### WHAT YOU WILL DO
Return every record exactly as written.

### INPUT MATERIAL
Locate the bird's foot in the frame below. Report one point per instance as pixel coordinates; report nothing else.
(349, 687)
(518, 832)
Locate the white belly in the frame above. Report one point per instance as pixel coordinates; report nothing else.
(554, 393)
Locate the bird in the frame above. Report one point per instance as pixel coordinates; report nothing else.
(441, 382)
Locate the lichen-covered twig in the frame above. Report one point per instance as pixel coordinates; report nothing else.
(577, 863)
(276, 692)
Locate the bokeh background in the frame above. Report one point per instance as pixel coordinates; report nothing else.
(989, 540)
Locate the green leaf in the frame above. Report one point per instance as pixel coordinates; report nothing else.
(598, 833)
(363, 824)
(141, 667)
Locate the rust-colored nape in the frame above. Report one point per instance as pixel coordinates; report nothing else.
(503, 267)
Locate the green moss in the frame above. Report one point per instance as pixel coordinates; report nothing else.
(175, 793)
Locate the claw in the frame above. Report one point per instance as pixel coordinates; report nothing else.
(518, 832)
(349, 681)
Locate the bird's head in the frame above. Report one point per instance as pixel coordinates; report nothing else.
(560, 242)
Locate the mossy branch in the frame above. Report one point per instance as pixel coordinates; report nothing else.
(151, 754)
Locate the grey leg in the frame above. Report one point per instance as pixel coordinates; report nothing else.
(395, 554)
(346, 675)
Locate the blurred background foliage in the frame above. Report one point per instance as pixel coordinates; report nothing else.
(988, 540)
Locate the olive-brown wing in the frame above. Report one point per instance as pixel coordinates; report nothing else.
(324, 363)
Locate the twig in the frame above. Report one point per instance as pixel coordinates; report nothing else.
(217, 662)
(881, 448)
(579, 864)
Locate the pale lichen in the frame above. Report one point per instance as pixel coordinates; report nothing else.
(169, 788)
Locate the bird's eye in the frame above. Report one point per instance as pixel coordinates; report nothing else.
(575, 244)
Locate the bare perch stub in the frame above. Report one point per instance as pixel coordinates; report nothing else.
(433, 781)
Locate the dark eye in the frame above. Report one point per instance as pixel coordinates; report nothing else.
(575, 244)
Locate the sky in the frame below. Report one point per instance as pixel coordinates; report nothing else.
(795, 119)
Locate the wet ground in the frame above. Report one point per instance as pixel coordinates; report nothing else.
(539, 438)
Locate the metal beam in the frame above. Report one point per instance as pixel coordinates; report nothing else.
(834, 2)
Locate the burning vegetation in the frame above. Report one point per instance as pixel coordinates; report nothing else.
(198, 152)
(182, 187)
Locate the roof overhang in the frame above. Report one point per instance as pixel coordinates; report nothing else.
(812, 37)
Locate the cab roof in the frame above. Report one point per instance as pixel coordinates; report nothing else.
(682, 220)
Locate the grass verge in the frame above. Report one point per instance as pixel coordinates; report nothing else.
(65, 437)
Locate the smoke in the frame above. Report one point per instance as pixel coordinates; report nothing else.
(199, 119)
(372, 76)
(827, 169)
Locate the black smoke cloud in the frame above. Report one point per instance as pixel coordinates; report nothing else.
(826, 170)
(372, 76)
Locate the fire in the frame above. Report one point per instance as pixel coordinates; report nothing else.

### RESPONSE TO THE EXERCISE
Locate the bird's foot in the frame below. Report one point per instance as pixel coordinates; report nothing else.
(349, 687)
(518, 832)
Locate the white belly in the frame above. Report one point per instance as pixel coordinates; report nothing else.
(554, 393)
Locate the bird in the frame above. Report one point per instance as pixel coordinates; report nothing else.
(441, 382)
Locate the lichen-covered twig in the frame above. Report one point per instance as pixel coordinates; report nothing else.
(577, 863)
(276, 692)
Locate the bokeh background in the frame above. Report one point per instance as pixel coordinates; report nothing else.
(989, 540)
Locate the green leaf in the frame above. Report one point per instance as pixel coordinates; report nothing else.
(598, 833)
(363, 824)
(141, 667)
Locate the rust-colored nape in the frame above. Report one point per instance as pixel coordinates; report nothing else.
(503, 267)
Locate the green moss in the frame above. Report one point per instance as pixel coordinates; report nothing else.
(175, 793)
Locate the claw in the frame above. Report one point per instance as pixel coordinates; report nothing else.
(518, 832)
(349, 681)
Locate the bird's head in the frame above. Report one point per instance as pixel coordinates; report nothing else.
(560, 242)
Locate the mossy branch in the frame above. Report one point per instance as pixel coordinates; report nothing else.
(151, 754)
Locate the grey leg in the frame above. Report one point per instance as pixel coordinates; report nothing else.
(395, 554)
(346, 675)
Locate the blurred background foliage in the frame above. Report one point per instance as pixel coordinates; report nothing else.
(988, 540)
Locate the olive-brown wing in the frame above. Report one point per instance as pixel coordinates; report nothing else.
(324, 363)
Locate the twig in the frame above. Report one point per instance as pixel coordinates; report nothing else.
(217, 662)
(881, 448)
(579, 864)
Locate the pale lichen in the frame above. Report one point per instance as pixel coordinates; report nothing else.
(169, 788)
Locate the bird's eye in the frame above. Report one point per instance as pixel coordinates; report nothing else.
(575, 244)
Locate the bare perch stub in the frame above. Report one point per instance as pixel coordinates; report nothing else.
(433, 781)
Locate the dark eye in the frame above. Report one point per instance as pixel coordinates; report nothing else.
(575, 244)
Locate the sky in the frame below. Report one point per instance as pixel coordinates; report nothing else.
(795, 119)
Locate the wet ground in the frame above. Report one point per instance as pixel coordinates; report nothing else.
(539, 438)
Locate the metal beam in the frame above. Report one point per instance as pixel coordinates; report nothing else.
(834, 2)
Locate the burning vegetation in the frame above. Report one point per instance as pixel coordinates; report nothing else.
(198, 152)
(182, 187)
Locate the roof overhang in the frame above. Report one point per instance as pixel coordinates; report nothing else.
(812, 37)
Locate the cab roof in the frame above. Report one point per instance as pixel coordinates; report nothing else.
(682, 220)
Locate the grass verge in the frame above. Report one point per instance as pixel coordinates; report nothing else.
(65, 437)
Locate the smoke in the frame above. Report one point per instance as pixel coordinates; report nothing else.
(199, 119)
(372, 76)
(827, 169)
Locate the black smoke cloud in the frame above. Report one point per instance as pixel coordinates; report nothing else.
(826, 170)
(372, 76)
Locate the fire in the frame above. Report one point per instance as pixel coordinates; report nothing else.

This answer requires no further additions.